Гёте. Жизнь как произведение искусства - Рюдигер Сафрански
Шрифт:
Интервал:
Закладка:
Но стыдно мне часов покоя.
Зачем я с вами не страдал?
Пред вашей скорбью и тоскою
Теперь ничтожен я и мал.
На что жрец отвечает:
Боги так определили,
Не хули их: ведь они
В тишине тебя хранили,
Чтоб ты зорче видел дни[1523].
Постановка драмы постоянно откладывалась. Сначала не состоя лась встреча императоров, потом умер Иффланд. Пьеса была поставлена в марте 1815 года, в годовщину вступления союзных войск в Париж. Как и следовала ожидать, эта замысловатая, перегруженная нравоучениями и бедная действием пьеса не встретила горячего приема у публики, но Гёте, невзирая на это, почувствовал облегчение: он исполнил свой долг и теперь мог снова обратиться к вещам и темам, которые его действительно интересовали.
Весной 1814 года союзники вошли в Париж и сослали Наполеона на Эльбу. Гёте, восхищавшийся Наполеоном как силой, вносившей порядок в хаос (как воплощение воинственности Бонапарт внушал ему ужас), с изменением властных отношений связывал надежды на новый миропорядок. Это его волновало прежде всего. Весной 1814 года он наконец почувствовал облегчение; оглядываясь назад, Гёте ощутил, как сильно его тяготили и отвлекали от работы внешние события, войны и присутствие в городе войск, а также упаднические или, наоборот, воинственные настроения. Отношения с герцогом тоже улучшились после того, как исчезли связанные с Наполеоном разногласия. Теперь ничто не мешало ему написать: «Наша здешняя жизнь протекает в покое и скромных радостях»[1524]. Он чувствует «дыхание весны», пишет Гёте Цельтеру, и, может быть, еще «поднимет на ноги»[1525] свою «Волшебную флейту», а именно вторую ее часть, которая пока оставалась незаконченной. Он стал разбирать свои заметки о путешествии в Италию, готовя к изданию дневники и письма того периода. Погружение в счастливое прошлое тоже придало ему сил. Сначала от этой работы его отвлек «Эпименид», однако и в нем речь идет о пробуждении жизненной энергии. «Все мы как заново родились, // Тоска души утолена!»[1526] – восклицает Эпименид.

(Исходные материалы)
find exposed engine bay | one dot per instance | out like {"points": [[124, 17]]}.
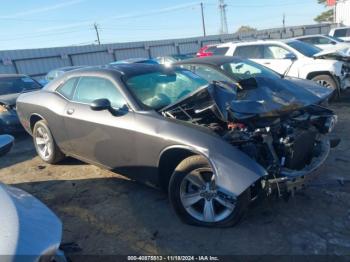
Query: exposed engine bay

(Задание) Переведите на английский язык предложение из текста о Гёте: «Весной 1814 года союзники вошли в Париж и сослали Наполеона на Эльбу». Листинг представляет собой отдельный материал и с текстом о Гёте не связан.

(Ожидаемый ответ) In the spring of 1814, the Allies entered Paris and exiled Napoleon to Elba.